* STATED GOAL:
Copy each of the rows below verbatim, keeping every line in its original order.

* WORKING DATA:

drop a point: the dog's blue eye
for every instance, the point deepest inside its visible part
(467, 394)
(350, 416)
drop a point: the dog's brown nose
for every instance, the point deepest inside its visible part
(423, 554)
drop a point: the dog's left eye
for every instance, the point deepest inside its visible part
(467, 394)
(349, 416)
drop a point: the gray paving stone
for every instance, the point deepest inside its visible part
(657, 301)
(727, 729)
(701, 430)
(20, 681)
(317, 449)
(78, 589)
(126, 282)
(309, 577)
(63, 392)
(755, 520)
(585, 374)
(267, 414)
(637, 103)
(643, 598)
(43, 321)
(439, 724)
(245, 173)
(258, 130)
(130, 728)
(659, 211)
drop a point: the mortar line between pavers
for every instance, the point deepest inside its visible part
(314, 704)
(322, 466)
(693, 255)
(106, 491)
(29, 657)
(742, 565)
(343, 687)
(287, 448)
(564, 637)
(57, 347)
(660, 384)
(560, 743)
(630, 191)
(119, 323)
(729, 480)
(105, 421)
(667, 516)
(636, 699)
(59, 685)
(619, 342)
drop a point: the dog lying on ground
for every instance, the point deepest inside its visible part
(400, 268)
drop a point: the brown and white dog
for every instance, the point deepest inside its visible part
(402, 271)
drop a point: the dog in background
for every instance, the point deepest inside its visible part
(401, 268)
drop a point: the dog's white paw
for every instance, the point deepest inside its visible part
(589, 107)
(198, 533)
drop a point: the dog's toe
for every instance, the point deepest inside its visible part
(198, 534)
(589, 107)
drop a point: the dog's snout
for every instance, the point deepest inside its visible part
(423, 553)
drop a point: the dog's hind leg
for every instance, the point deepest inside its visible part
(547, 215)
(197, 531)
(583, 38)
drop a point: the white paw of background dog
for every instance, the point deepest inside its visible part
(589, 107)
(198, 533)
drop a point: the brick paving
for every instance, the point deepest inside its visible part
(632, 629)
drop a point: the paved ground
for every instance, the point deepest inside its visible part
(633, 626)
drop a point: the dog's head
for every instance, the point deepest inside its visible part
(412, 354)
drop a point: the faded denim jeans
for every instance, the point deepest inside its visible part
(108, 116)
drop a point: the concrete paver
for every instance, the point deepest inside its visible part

* OUTPUT FOR THIS EXERCISE:
drop a point: the dog's blue eye
for every instance, the point deepest inside its visible part
(467, 394)
(350, 416)
drop a point: the dog's brown nose
for every instance, the point deepest inside its visible part
(423, 554)
drop a point: the dog's left eye
for every instance, the point deepest inside its visible part
(467, 394)
(349, 416)
drop a point: the gray paving stone
for every instance, the point deepest inside its visible part
(657, 301)
(727, 729)
(701, 430)
(20, 681)
(317, 449)
(78, 589)
(126, 282)
(309, 577)
(63, 392)
(755, 520)
(585, 374)
(267, 414)
(637, 103)
(643, 598)
(43, 321)
(439, 724)
(245, 173)
(258, 130)
(130, 728)
(659, 211)
drop a point: the mortar line between pavers
for every instance, the point deepest inside its visible part
(314, 704)
(322, 466)
(693, 255)
(106, 491)
(29, 657)
(742, 565)
(343, 687)
(287, 448)
(564, 637)
(57, 347)
(660, 384)
(560, 743)
(630, 191)
(119, 323)
(729, 480)
(105, 421)
(667, 516)
(636, 699)
(59, 685)
(619, 342)
drop a point: the dog lying on ground
for every instance, the point deepest inside its visible part
(400, 268)
drop a point: the brown and white dog
for every instance, the point deepest inside its visible part
(402, 271)
drop a point: the dog in background
for every instance, the point deepest inside its visible part
(401, 268)
drop a point: the dog's white paw
for every instance, the point deepest inside its visible part
(589, 107)
(198, 533)
drop a point: the dog's toe
for every instance, the point deepest inside its visible part
(198, 534)
(589, 107)
drop a point: the dog's snout
for every instance, the point deepest inside its visible part
(423, 553)
drop a point: the dog's hind leg
for every instance, the point deepest inside its visible part
(547, 215)
(197, 531)
(583, 38)
drop a point: the white paw of background dog
for every instance, the point deepest inside its visible part
(589, 107)
(198, 533)
drop a point: the brick paving
for every instance, the point deepest inside its visible part
(632, 629)
drop a point: the paved ground
for every instance, the point deepest inside its visible part
(633, 626)
drop a point: the dog's head
for every instance, the point deepest inside its visible part
(412, 354)
drop a point: the faded denim jeans
for every instance, the point deepest inside its visible part
(108, 116)
drop a point: the concrete paver
for every instance, the point deepest inside its visible part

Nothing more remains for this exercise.